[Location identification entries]
↓↓↓

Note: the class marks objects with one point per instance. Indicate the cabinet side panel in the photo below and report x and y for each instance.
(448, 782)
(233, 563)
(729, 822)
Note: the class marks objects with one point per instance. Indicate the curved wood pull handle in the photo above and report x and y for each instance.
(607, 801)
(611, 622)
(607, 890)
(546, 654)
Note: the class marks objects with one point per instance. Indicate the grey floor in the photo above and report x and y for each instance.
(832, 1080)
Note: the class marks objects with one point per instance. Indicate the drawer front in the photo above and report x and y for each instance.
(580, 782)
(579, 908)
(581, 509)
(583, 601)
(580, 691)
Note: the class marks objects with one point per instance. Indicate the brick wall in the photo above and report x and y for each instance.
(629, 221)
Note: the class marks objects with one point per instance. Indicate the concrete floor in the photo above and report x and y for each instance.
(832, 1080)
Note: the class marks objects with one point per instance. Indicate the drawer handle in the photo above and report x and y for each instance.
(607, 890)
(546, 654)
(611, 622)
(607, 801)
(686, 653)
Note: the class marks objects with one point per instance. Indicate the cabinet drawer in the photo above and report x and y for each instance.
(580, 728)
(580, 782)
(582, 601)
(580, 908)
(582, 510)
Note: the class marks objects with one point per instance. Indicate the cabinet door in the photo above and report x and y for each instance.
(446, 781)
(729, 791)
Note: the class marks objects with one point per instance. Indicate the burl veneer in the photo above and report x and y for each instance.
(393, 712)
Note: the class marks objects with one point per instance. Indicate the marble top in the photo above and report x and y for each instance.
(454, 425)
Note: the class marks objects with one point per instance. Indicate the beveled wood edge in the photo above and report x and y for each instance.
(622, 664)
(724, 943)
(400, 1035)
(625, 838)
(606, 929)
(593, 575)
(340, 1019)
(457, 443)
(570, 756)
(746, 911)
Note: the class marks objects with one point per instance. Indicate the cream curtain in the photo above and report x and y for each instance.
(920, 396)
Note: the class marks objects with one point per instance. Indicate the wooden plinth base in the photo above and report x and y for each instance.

↑↑↑

Produce an exact copy of the lines from the one containing "the cabinet drawer" through the last line, and of nothing else.

Exercise response:
Note: the class marks objects with one point per instance. Indicate the cabinet drawer in the photo above and report x and y for each instance.
(580, 728)
(580, 782)
(582, 601)
(580, 908)
(582, 510)
Note: the class marks objects with one point per instance. Indicate the cabinet door in the photo above and report x and y for each instance.
(446, 781)
(729, 791)
Note: the class marks objects with one point per instance. Indicate the burl veneer in the photo above and report x and y for each instance.
(393, 712)
Note: the class marks objects with one point per instance. Indicate the marble top in the photo above and report x and y for each instance.
(454, 425)
Note: the class marks objects with one point per instance. Indicate the beveled wood edge in the photo above and report x and y for each instance.
(622, 664)
(724, 943)
(400, 1035)
(625, 838)
(606, 929)
(593, 575)
(340, 1019)
(457, 443)
(570, 756)
(746, 911)
Note: the class marks objects with one point per instance. Indicate the cream curtain in the photo above and report x and y for each instance.
(920, 396)
Note: the class marks objects with one point per instance. Indicate the wooden plinth base in the photo above and report x and y for each instance.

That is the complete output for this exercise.